- _KUTIPAN YANG DIBERIKAN_
Belajar dalam idealisme berarti kegiatan psiko-fisik-sosio menuju
perkembangan pribadi seutuhnya. Namun, realitas yang dipahami oleh
13
sebagian besar masyarakat tidaklah demikian. Belajar dianggap property
sekolah. Kegiatan belajar selalu dikaitkan dengan tugas-tugas sekolah.
Sebagian masyarakat menganggap belajar disekolah adalah usaha penguasaan
materi ilmu pengetahuan. Anggapan tersebut tidak seluruhnya salah, sebab
seperti yang dikatakan Reber dalam (Suprijono Agus, 2009, hlm.3), belajar
adalah the Process of acquiring knowledge. Belajar adalah proses mendapat
illmu pengetahuan.
Belajar sebagai konsep mendapat pengetahuan dalam praktiknya banyak
dianut. Guru bertindak sebagai pengajar yang berusaha memberikan ilmu
pengetahuan sebanyak-banyaknya dan peserta didik giat mengumpulkan atau
menerimanya. Proses belajar mengajar ini banyak didominasi aktivitas
menghafal. Peserta didik sudah belajar jika mereka sudah hafal dengan lain-
lain yang telah dipelajarinya. Sudah barang tentu pengertian belajar seperti ini
secara esensial belum memadai. Perlu anda pahami, perolehan pengetahuan
maupun upaya penambahan pengetahuan hanyalah salah satu bagian kecil dari
kegiatan menuju terbentuknya kepribadian seutuhnya.
Dari berbagai pengertian mengenai belajar dapat disimpulkan bahwa
belajar merupakan perubahan perilaku yang disadari.
a. Prinsip Belajar
Menurut Agus (2013, hlm. 4) setelah memahami pengetian belajar,
sekarang akan mencoba membahas mengenai prinsip belajar. Berikut
adalah prinsip-prinsip belajar.
Pertama, prinsip belajar adalah perubahan perilaku. Perubahan
perilaku sebagai hasil belajar memiliki ciri-ciri:
a. Sebagai hasil tindakan rasional instrumental yaitu perubahan yang
disadari.
b. Kontinu atau berkesinambungan dengan perilaku lainnya.
c. Fungsional atau bermanfaat sebagai bekal hidup.
d. Positif atau berakumulasi
e. Aktif atau sebagai usaha yang direncanakan dan dilakukan.
f. Permanen atau tetap, sebagaimana dikatakan oleh Wittig dalam
(Agus, 2009, hlm. 4), belajar sebagai any relatively permanent
change in an organism’s behavioral repertoire that occurs as a
result of experience.
g. Bertujuan dan terarah
h. Mencangkup keseluruhan potensi kemanusiaan.
14
Kedua, belajar merupakan proses. Belajar terjadi karena didorong
kebutuhan dan tujuan yang ingin dicapai. Belajar adalah proses
sistemik yang dinamis, konstruktif dan organic. Belajar merupakan
kesatuan fungsional dari berbagai komponen belajar.

- _ENTRI YANG TERSEDIA_
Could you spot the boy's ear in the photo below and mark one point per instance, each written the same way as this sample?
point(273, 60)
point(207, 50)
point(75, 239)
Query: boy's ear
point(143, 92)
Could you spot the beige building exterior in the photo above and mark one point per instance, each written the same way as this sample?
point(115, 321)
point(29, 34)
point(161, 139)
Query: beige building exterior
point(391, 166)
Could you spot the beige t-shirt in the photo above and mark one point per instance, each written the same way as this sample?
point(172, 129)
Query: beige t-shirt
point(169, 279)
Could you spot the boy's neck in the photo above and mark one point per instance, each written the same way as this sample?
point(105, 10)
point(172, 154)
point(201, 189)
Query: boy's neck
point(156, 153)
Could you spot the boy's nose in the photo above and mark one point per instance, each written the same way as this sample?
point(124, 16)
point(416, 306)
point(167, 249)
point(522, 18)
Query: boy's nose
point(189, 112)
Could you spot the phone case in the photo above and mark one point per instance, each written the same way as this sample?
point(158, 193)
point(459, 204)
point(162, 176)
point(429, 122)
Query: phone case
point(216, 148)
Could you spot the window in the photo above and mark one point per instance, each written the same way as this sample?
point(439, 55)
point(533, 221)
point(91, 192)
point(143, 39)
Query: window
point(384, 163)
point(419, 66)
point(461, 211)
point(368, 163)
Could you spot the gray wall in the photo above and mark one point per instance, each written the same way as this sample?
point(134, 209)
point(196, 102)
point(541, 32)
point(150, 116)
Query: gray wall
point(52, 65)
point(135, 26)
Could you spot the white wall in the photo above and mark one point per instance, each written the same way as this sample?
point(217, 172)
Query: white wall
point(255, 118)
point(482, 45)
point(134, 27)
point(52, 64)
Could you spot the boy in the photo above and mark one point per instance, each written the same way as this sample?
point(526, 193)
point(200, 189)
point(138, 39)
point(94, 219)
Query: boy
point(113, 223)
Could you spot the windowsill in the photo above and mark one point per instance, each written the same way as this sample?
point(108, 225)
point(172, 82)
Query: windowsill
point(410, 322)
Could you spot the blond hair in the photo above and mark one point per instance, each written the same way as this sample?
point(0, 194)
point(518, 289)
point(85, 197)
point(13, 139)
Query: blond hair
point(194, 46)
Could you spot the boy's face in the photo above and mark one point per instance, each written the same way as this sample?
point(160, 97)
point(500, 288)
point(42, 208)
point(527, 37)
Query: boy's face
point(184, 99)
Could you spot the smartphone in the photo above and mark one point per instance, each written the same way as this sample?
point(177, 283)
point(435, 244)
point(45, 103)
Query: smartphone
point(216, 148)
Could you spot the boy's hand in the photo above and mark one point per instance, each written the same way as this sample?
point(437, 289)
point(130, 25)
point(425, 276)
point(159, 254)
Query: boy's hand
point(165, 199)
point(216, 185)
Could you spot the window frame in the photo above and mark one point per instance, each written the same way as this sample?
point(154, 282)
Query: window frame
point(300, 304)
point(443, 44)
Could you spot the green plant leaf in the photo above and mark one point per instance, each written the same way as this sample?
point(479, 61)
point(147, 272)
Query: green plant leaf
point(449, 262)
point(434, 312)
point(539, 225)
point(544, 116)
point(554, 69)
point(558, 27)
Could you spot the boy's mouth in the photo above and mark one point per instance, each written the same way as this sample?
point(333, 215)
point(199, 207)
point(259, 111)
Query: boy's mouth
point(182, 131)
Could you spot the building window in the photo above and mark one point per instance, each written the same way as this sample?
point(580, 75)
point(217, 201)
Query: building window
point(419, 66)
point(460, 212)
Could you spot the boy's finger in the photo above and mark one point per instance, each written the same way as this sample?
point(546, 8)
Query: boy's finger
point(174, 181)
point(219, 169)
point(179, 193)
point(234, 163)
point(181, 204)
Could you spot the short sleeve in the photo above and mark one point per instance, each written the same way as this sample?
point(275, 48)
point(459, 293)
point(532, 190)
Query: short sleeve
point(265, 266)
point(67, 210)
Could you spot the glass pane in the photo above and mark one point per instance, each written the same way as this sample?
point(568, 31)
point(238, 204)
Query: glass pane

- _YANG PERLU DIKERJAKAN_
A: Apa kesimpulan kutipan tentang belajar mengenai pengertian belajar?
B: Ulangi kata demi kata bagian kutipan tentang belajar mulai dari "Belajar dalam idealisme" sampai dengan "illmu pengetahuan.".

- _JAWABAN TIAP TUGAS_
A: Belajar merupakan perubahan perilaku yang disadari.

B:
Belajar dalam idealisme berarti kegiatan psiko-fisik-sosio menuju
perkembangan pribadi seutuhnya. Namun, realitas yang dipahami oleh
13
sebagian besar masyarakat tidaklah demikian. Belajar dianggap property
sekolah. Kegiatan belajar selalu dikaitkan dengan tugas-tugas sekolah.
Sebagian masyarakat menganggap belajar disekolah adalah usaha penguasaan
materi ilmu pengetahuan. Anggapan tersebut tidak seluruhnya salah, sebab
seperti yang dikatakan Reber dalam (Suprijono Agus, 2009, hlm.3), belajar
adalah the Process of acquiring knowledge. Belajar adalah proses mendapat
illmu pengetahuan.